Goal
Copy out each line below exactly as it appears.

Task material
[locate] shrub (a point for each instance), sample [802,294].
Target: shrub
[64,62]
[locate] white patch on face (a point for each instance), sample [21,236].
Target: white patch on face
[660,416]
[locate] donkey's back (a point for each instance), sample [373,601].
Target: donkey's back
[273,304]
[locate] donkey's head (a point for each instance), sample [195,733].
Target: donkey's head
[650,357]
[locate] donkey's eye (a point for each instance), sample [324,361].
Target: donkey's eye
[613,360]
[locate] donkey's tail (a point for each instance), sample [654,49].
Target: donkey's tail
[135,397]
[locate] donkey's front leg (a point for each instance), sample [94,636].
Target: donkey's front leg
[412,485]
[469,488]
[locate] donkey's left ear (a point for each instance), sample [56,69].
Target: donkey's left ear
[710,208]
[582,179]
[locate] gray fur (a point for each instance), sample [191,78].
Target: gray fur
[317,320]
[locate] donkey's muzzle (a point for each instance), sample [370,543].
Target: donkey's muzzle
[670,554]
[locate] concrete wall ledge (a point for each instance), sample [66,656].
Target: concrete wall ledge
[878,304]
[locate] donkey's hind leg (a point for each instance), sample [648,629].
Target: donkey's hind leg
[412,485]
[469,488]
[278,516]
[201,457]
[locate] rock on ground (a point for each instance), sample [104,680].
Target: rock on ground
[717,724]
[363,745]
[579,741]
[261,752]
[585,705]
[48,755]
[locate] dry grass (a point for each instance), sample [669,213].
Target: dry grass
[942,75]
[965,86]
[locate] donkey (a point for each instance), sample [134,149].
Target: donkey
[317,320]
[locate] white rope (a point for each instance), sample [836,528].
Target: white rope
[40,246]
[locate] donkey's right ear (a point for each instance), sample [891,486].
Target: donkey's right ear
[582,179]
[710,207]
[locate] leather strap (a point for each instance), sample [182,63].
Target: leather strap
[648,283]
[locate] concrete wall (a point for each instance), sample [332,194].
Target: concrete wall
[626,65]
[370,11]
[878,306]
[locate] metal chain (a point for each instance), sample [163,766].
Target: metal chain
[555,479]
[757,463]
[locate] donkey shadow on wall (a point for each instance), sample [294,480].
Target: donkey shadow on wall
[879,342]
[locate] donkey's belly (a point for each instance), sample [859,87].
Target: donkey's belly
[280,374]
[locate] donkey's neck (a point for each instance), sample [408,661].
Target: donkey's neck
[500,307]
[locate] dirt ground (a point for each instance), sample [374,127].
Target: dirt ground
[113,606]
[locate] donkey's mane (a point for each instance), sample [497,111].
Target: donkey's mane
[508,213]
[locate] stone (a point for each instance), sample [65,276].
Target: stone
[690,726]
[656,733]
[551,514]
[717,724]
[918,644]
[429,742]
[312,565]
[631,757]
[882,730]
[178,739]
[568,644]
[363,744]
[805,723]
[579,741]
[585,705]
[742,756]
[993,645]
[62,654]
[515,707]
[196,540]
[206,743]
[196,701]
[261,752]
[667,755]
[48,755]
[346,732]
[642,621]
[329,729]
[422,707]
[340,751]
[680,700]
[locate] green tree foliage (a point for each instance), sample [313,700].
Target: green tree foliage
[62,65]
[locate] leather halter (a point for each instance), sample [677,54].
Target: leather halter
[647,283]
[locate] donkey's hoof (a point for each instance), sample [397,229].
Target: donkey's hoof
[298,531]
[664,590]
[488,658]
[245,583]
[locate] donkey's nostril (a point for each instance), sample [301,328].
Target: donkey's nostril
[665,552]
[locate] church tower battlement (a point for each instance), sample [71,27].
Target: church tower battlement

Complete answer
[locate] shrub (a point for each instance), sample [802,294].
Target: shrub
[64,62]
[locate] white patch on face (a point for each instance), sample [21,236].
Target: white patch on face
[660,416]
[locate] donkey's back (a point for each instance), sample [373,601].
Target: donkey's back
[273,304]
[locate] donkey's head (a point for each instance), sample [195,733].
Target: donkey's head
[650,357]
[locate] donkey's eye (a point for each instance), sample [324,361].
Target: donkey's eye
[613,360]
[locate] donkey's tail (a point for each instance), sample [654,49].
Target: donkey's tail
[135,397]
[locate] donkey's front leg (a point for each instance), sample [94,636].
Target: donkey's front leg
[412,485]
[469,488]
[locate] donkey's left ear (a point for each instance), sample [56,69].
Target: donkey's left ear
[710,208]
[582,179]
[locate] gray fur (a point for each instance), sample [191,78].
Target: gray fur
[317,320]
[locate] donkey's muzzle (a point for each instance), sample [370,543].
Target: donkey's muzzle
[670,554]
[locate] concrete wall ledge (a point for each instance), sample [66,656].
Target: concrete wall ledge
[878,304]
[locate] donkey's hind leg (a point for each instance), sample [648,629].
Target: donkey's hind leg
[412,485]
[469,488]
[278,516]
[201,457]
[locate] rock on ground (a point for each instance), sample [104,680].
Target: rock on ground
[717,724]
[363,745]
[579,741]
[261,752]
[585,705]
[48,755]
[locate] dry grass (a point for each instance), sample [669,213].
Target: dry grass
[942,75]
[965,86]
[locate] donkey (a point for each instance), sample [134,149].
Target: donkey
[317,320]
[locate] white rope (a point for each instance), sample [836,528].
Target: white rope
[40,246]
[locate] donkey's right ear (a point for each instance), sample [891,486].
Target: donkey's right ear
[582,179]
[710,207]
[locate] leather strap (a point for each instance), sample [182,63].
Target: leather strap
[648,283]
[locate] concrete wall (a point for each instance), sample [332,194].
Target: concrete wall
[626,65]
[370,11]
[878,306]
[locate] metal chain (a point for each instance), sample [163,766].
Target: metal chain
[555,479]
[757,463]
[locate] donkey shadow on wall (a point for each instance), sample [294,480].
Target: donkey shadow on wall
[879,342]
[locate] donkey's belly (a point for each instance), sample [859,87].
Target: donkey's belly
[280,374]
[locate] donkey's neck (a point for each instance), sample [408,661].
Target: donkey's neck
[500,307]
[locate] dirt ground (a point for each instance), sample [374,127].
Target: dirt ground
[113,606]
[locate] donkey's mane (a point for each instance), sample [497,111].
Target: donkey's mane
[508,213]
[locate] stone (a point for each instance), sample [65,276].
Target: stone
[690,726]
[656,733]
[551,514]
[717,724]
[918,644]
[429,742]
[312,565]
[631,757]
[882,730]
[178,739]
[568,644]
[363,744]
[805,723]
[579,741]
[585,705]
[742,756]
[993,645]
[62,654]
[515,707]
[196,540]
[206,743]
[196,701]
[261,752]
[667,755]
[48,755]
[346,732]
[642,621]
[329,729]
[422,707]
[340,751]
[680,700]
[locate] green tree foliage (a point for each instance), sample [313,700].
Target: green tree foliage
[62,65]
[locate] leather halter (a point for each instance), sample [677,54].
Target: leather halter
[647,283]
[locate] donkey's hoof (a point for each instance), sample [397,229].
Target: donkey's hoof
[298,531]
[664,590]
[488,658]
[245,583]
[locate] donkey's nostril (a point for each instance), sample [301,328].
Target: donkey's nostril
[665,552]
[locate] church tower battlement (a point for each instance), sample [71,27].
Target: church tower battlement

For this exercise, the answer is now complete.